[Records in a dataset]

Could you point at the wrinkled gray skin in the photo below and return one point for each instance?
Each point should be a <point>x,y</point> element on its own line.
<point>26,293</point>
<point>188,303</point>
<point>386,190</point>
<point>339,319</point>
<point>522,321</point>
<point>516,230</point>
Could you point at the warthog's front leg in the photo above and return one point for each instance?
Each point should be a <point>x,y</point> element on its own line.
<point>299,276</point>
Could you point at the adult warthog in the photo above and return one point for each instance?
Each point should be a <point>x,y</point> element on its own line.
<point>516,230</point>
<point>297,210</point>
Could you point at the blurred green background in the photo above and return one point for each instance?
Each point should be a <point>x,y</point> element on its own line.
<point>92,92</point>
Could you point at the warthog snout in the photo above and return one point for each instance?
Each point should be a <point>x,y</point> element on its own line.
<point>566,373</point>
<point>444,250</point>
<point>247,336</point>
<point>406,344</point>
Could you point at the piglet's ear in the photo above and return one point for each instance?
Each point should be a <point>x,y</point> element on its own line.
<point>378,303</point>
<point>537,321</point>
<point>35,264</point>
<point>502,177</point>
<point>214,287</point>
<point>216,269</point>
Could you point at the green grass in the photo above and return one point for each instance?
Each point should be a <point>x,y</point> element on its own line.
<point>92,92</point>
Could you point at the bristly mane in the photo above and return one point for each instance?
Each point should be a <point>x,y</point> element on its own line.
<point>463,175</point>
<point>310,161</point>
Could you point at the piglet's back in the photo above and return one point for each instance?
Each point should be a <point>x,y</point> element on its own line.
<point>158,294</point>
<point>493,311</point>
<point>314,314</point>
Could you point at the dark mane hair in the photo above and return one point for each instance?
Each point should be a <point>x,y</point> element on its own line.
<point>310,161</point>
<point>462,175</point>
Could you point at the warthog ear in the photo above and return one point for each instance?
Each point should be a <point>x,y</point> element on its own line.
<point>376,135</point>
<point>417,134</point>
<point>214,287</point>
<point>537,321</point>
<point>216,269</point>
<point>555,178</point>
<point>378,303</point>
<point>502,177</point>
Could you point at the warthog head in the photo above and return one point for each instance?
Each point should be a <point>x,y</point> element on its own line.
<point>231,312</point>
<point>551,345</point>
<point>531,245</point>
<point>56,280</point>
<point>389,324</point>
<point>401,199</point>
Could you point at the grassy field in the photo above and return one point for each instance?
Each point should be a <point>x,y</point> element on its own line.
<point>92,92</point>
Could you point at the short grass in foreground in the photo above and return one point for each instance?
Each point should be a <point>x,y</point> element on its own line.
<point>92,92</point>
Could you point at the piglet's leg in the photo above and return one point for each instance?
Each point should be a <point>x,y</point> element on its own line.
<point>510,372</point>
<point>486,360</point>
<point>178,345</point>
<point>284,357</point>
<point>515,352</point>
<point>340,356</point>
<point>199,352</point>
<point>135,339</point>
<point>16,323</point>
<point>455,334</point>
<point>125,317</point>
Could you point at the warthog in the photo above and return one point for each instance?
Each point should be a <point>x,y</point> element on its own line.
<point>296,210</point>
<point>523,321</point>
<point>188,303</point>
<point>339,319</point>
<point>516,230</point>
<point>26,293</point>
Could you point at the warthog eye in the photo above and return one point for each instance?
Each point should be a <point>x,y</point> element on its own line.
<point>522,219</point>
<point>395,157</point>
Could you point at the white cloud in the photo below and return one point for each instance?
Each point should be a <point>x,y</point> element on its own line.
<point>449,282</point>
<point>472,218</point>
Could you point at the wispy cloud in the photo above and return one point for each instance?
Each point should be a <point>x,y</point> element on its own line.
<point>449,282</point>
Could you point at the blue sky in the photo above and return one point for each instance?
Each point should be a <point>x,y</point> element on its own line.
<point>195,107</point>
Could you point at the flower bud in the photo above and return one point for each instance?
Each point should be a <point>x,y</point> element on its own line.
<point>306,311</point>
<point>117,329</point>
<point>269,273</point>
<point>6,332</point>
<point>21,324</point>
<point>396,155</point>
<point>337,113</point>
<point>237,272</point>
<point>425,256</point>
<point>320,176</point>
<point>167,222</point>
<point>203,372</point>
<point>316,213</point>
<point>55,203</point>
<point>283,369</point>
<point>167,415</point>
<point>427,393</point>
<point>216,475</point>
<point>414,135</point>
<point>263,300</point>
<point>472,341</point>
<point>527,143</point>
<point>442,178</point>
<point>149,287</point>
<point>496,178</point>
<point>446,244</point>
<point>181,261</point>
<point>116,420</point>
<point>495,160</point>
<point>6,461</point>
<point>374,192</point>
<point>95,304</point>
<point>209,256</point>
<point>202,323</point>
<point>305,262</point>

# INSTRUCTIONS FOR THE TASK:
Render the items as a JSON list of strings, with one string per line and blank lines omitted. Start at the beginning of the items and end at the line that contains "<point>314,314</point>", including that line.

# THE RESULT:
[
  "Could you point at the wrinkled gray skin in the photo below and return one point for each instance?",
  "Each point should be a <point>x,y</point> element on its own line.",
  "<point>26,293</point>",
  "<point>188,303</point>",
  "<point>386,190</point>",
  "<point>339,319</point>",
  "<point>522,321</point>",
  "<point>516,230</point>",
  "Could you point at the warthog's front leg in the photo above and return one point for each instance?",
  "Each point should be a <point>x,y</point> element on its own line.",
  "<point>299,276</point>",
  "Could you point at the adult warthog in the photo above and return one point for each instance?",
  "Each point should be a <point>x,y</point> element on its own line.",
  "<point>516,230</point>",
  "<point>297,210</point>",
  "Could you point at the blurred green background in the photo above and return one point for each instance?",
  "Each point should be a <point>x,y</point> element on its own line.",
  "<point>92,92</point>",
  "Could you point at the warthog snout in the photo above and return one point for each instance?",
  "Each point should be a <point>x,y</point> element on its own line.",
  "<point>566,373</point>",
  "<point>444,250</point>",
  "<point>247,336</point>",
  "<point>406,344</point>",
  "Could you point at the piglet's ear in the photo above and return one point for each instance?",
  "Each point should be a <point>x,y</point> element on its own line.",
  "<point>378,303</point>",
  "<point>537,321</point>",
  "<point>35,264</point>",
  "<point>502,177</point>",
  "<point>214,287</point>",
  "<point>216,269</point>",
  "Could you point at the green grass in the photo above and return one point for each instance?",
  "Each point should be a <point>x,y</point> element on its own line.",
  "<point>92,92</point>",
  "Could you point at the bristly mane in the photo above and return one point for each instance?",
  "Each point should be a <point>x,y</point> element on its own line.",
  "<point>463,175</point>",
  "<point>310,161</point>",
  "Could you point at the piglet's back in the photo above and return one point for each instance?",
  "Each point should be a <point>x,y</point> element on its own line.",
  "<point>158,294</point>",
  "<point>493,311</point>",
  "<point>314,314</point>"
]